YOUR TASK:
Find each line in the records below that contains the word "skyline" and copy it out. Upper and lower case count.

LISTED RECORDS:
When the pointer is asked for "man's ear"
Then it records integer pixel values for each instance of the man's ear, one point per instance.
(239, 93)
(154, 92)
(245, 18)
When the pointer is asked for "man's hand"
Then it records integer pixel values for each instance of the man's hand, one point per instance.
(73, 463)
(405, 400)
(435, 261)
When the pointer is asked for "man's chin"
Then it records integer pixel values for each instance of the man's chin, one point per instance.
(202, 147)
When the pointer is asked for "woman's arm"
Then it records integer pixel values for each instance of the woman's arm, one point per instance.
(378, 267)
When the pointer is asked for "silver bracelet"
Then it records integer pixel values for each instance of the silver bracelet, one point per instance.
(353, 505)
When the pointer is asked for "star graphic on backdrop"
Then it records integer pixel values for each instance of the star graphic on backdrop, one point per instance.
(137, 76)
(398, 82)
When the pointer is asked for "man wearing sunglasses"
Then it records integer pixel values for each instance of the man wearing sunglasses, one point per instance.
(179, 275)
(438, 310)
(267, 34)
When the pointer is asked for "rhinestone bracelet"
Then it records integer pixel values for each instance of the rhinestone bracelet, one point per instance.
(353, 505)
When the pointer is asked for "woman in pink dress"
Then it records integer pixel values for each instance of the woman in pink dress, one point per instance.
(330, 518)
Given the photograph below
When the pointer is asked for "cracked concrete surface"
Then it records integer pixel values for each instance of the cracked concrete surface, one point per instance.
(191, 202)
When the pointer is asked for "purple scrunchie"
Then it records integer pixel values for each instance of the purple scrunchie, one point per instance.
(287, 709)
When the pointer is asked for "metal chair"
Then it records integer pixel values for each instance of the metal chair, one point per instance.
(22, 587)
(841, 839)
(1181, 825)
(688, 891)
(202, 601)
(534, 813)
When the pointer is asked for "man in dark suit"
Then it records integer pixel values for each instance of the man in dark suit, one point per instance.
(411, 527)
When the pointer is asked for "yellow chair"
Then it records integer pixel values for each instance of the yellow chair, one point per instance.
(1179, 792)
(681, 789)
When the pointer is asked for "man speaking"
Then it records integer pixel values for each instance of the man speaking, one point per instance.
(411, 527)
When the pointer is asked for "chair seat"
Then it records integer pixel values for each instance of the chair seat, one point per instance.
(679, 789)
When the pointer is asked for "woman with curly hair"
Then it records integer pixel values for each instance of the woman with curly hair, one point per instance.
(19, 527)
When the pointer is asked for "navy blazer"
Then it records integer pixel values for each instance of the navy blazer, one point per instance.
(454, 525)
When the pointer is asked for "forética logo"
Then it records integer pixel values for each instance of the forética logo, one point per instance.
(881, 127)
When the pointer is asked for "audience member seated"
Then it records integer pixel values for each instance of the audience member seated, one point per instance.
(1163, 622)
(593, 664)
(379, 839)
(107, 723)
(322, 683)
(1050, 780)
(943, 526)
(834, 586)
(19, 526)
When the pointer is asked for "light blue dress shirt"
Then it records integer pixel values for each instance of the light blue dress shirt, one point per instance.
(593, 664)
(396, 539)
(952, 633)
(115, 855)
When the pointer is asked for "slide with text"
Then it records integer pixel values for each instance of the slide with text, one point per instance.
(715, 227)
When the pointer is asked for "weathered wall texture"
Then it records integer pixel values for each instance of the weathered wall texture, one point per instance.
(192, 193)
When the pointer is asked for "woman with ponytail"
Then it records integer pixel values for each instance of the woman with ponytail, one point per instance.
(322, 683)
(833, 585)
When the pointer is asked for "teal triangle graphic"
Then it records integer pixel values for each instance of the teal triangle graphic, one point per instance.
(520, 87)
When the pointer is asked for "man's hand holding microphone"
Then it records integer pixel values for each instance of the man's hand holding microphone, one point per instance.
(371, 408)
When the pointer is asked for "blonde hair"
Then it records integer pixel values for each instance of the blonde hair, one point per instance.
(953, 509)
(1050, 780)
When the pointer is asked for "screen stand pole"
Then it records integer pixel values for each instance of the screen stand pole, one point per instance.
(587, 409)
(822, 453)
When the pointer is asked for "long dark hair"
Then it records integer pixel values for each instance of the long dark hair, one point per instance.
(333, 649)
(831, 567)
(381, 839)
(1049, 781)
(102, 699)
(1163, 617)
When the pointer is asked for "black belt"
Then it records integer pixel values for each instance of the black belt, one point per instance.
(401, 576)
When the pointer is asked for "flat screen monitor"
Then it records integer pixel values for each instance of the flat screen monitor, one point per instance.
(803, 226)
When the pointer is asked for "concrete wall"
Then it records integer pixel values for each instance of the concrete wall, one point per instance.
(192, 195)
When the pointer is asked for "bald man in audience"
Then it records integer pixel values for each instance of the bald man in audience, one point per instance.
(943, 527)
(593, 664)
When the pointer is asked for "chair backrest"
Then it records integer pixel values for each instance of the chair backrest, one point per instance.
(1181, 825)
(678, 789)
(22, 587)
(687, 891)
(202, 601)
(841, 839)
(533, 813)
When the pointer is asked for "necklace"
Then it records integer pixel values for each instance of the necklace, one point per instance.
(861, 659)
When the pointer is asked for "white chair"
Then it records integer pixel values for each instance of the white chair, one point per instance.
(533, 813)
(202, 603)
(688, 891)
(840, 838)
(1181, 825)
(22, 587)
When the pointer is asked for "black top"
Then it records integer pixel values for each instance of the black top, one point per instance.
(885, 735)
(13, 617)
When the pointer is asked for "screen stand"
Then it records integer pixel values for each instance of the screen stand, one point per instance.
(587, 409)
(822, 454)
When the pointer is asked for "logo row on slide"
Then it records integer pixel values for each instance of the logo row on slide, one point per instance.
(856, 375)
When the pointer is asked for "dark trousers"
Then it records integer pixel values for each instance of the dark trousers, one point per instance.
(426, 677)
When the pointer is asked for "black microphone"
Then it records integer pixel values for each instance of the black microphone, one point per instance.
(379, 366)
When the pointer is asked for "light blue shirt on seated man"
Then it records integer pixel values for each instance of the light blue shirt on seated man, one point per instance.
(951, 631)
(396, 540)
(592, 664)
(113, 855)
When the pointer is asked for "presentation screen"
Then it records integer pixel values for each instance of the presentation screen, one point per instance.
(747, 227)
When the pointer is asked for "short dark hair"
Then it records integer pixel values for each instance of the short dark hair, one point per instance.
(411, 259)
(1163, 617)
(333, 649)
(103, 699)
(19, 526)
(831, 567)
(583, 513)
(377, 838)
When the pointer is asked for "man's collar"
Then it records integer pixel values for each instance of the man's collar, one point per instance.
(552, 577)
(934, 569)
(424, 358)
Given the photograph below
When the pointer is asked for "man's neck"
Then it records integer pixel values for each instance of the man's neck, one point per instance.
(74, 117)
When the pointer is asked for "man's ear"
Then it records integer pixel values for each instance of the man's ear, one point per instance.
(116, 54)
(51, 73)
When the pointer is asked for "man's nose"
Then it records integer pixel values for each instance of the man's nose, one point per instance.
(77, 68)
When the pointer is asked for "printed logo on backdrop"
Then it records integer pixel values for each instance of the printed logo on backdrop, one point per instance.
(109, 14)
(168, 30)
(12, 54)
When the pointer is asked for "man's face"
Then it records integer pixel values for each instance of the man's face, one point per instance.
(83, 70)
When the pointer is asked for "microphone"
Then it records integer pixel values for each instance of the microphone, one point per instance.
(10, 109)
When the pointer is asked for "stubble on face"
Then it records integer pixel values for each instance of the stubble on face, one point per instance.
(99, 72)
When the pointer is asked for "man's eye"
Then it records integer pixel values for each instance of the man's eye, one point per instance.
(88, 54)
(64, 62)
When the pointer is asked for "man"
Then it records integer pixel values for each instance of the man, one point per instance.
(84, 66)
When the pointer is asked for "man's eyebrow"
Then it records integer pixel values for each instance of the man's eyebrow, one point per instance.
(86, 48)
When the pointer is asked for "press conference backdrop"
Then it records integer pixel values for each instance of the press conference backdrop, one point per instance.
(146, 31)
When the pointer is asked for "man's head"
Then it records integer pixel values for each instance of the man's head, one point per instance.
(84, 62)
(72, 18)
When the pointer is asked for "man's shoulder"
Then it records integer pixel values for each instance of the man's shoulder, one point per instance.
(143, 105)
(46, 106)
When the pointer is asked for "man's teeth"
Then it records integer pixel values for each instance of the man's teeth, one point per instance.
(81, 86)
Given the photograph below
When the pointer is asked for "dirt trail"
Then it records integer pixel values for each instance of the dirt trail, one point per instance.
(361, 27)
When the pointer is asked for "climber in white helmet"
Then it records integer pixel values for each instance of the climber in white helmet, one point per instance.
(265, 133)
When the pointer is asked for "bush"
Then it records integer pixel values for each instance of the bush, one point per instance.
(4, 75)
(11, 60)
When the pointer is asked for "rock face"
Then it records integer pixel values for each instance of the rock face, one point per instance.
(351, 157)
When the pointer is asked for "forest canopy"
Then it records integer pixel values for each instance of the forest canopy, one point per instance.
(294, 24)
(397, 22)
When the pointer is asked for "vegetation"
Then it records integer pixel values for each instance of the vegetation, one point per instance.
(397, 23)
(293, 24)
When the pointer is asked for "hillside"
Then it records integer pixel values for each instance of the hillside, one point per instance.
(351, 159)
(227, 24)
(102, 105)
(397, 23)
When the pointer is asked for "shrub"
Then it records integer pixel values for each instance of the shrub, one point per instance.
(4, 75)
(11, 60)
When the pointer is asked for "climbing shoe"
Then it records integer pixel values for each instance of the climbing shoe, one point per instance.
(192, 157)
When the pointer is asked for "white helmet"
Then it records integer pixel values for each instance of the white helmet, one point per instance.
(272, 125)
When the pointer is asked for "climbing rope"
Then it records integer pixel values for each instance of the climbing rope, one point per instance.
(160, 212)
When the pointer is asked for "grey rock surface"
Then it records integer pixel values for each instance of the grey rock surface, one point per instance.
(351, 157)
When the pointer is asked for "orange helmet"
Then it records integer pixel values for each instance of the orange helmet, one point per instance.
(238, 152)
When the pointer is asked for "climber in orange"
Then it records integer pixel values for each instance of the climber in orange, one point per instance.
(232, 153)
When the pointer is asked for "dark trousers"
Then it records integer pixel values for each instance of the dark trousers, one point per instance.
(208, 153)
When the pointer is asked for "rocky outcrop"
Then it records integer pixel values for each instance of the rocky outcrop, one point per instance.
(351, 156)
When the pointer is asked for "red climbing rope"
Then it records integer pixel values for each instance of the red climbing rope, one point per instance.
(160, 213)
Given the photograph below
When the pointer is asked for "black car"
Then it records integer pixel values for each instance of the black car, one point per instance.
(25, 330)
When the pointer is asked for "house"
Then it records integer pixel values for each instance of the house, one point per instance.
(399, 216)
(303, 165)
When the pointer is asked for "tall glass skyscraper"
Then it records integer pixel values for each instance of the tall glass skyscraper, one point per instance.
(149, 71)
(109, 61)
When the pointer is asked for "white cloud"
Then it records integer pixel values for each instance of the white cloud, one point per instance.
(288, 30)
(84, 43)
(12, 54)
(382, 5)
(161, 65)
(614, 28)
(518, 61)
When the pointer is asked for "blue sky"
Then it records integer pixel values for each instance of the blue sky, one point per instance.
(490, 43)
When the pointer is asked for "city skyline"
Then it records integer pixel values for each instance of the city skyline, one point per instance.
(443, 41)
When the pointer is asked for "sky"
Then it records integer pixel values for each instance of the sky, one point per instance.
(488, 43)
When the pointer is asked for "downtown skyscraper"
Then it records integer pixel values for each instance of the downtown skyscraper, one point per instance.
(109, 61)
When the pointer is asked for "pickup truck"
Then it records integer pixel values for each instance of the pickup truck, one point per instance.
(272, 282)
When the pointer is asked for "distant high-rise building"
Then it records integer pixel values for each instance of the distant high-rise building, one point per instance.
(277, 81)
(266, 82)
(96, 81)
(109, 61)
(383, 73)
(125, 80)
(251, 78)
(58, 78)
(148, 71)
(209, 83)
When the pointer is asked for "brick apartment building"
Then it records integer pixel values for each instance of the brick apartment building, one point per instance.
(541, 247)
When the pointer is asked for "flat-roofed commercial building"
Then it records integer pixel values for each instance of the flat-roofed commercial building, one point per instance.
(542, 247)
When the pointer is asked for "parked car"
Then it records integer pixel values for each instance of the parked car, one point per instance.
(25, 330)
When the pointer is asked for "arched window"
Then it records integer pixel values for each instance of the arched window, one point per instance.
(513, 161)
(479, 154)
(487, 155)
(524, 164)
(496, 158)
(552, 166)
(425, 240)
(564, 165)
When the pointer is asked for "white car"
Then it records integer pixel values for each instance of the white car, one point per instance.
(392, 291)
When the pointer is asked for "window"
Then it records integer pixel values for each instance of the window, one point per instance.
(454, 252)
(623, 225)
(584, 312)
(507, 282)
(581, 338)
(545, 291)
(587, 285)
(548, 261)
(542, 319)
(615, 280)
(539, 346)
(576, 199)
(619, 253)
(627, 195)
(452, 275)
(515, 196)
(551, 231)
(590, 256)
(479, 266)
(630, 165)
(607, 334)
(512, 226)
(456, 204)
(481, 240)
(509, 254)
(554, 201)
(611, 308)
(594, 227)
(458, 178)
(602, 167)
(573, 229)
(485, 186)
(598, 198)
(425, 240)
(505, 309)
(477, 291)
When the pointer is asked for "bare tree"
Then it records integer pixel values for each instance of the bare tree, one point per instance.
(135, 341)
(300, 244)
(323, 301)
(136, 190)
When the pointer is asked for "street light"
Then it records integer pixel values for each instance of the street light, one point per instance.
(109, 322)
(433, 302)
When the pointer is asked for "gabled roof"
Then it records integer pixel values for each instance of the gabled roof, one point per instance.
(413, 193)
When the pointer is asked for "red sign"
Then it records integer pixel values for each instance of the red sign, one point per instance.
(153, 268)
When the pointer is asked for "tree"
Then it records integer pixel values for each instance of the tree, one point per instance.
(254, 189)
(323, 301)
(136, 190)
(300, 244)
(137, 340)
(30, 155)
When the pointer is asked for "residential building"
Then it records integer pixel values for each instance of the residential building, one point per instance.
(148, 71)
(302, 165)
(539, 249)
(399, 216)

EXERCISE ANSWER:
When the pointer is asked for "city skyline"
Then it records integer pixel values for each instance of the city skyline, one point per instance.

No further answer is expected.